> **About this task**: Return exactly the lines below, starting with the one that has "In this exercise you will spot each instance of the yellow" and going on through the one that has "In this exercise you will spot each instance of the street".

> **Provided information**:
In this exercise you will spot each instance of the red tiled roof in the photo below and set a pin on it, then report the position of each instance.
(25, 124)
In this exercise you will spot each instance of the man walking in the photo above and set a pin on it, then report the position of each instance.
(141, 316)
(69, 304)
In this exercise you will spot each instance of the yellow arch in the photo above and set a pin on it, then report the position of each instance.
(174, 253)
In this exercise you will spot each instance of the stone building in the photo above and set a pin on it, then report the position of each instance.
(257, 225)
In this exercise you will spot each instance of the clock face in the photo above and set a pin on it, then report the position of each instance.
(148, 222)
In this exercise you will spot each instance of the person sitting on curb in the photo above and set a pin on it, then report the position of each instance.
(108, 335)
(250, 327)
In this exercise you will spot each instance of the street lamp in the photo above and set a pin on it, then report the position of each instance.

==

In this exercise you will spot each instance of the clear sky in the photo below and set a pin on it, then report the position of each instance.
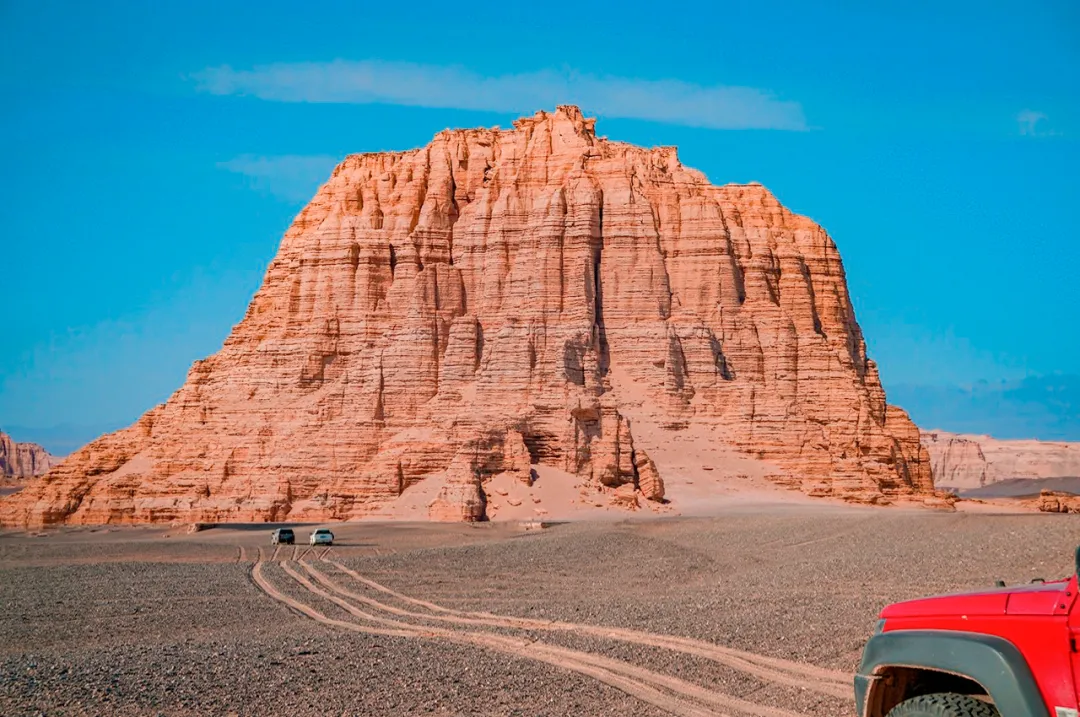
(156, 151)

--

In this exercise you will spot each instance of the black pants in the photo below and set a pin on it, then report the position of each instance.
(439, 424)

> **The answer**:
In this exercise you will spot each instance of the yellow arch in the photo above and set a pin on it, then report the position of each instance.
(174, 253)
In this exercise you will spot each instance of the stone building in the photo above and set a pin on it, then report the position of each instance.
(257, 225)
In this exercise you will spot each instance of the clock face in the photo above and set a pin on it, then report the position of each instance.
(148, 222)
In this exercise you will spot each instance of the person sitting on curb in the photo above and set a pin on it, then report the position of each instance.
(108, 335)
(250, 327)
In this exercise you will spot each instance of the street lamp in the photo above and set a pin on it, then report the position of each instance.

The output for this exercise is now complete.